**AIM OF THE TASK**
In your copy of the entries below, keep every word exactly and leave out all images.

* * * * * * *

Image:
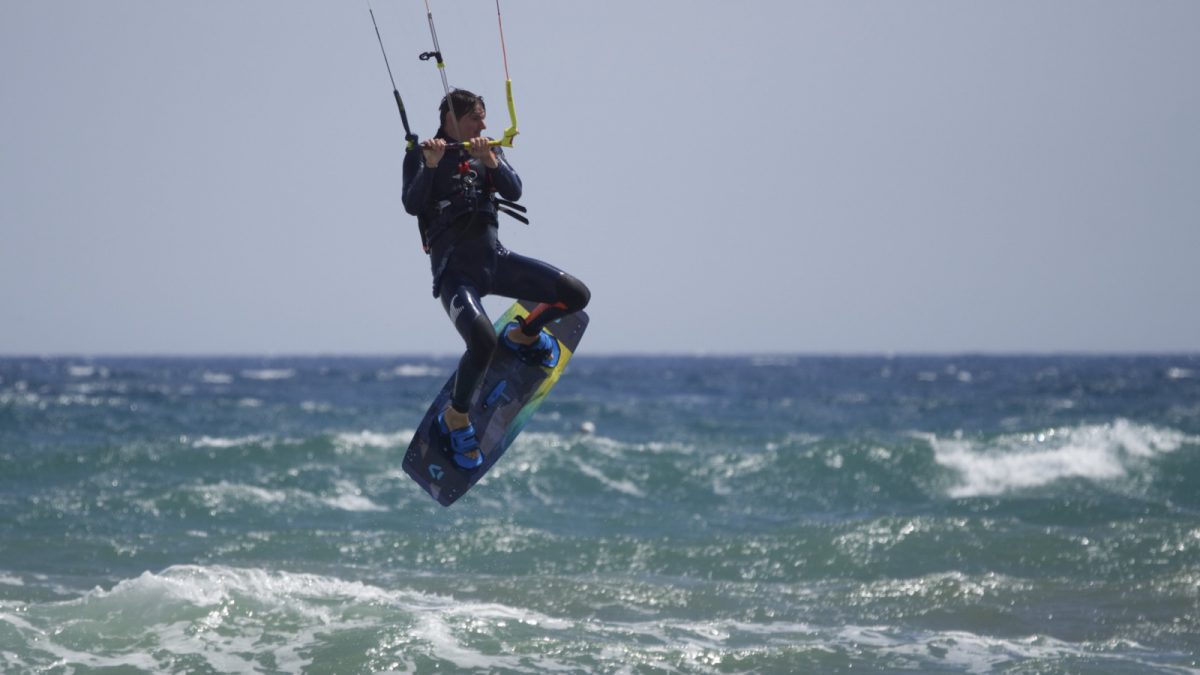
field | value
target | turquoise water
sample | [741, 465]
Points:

* * * * * * *

**SOLUTION**
Image:
field | value
target | turquoise water
sample | [741, 465]
Points:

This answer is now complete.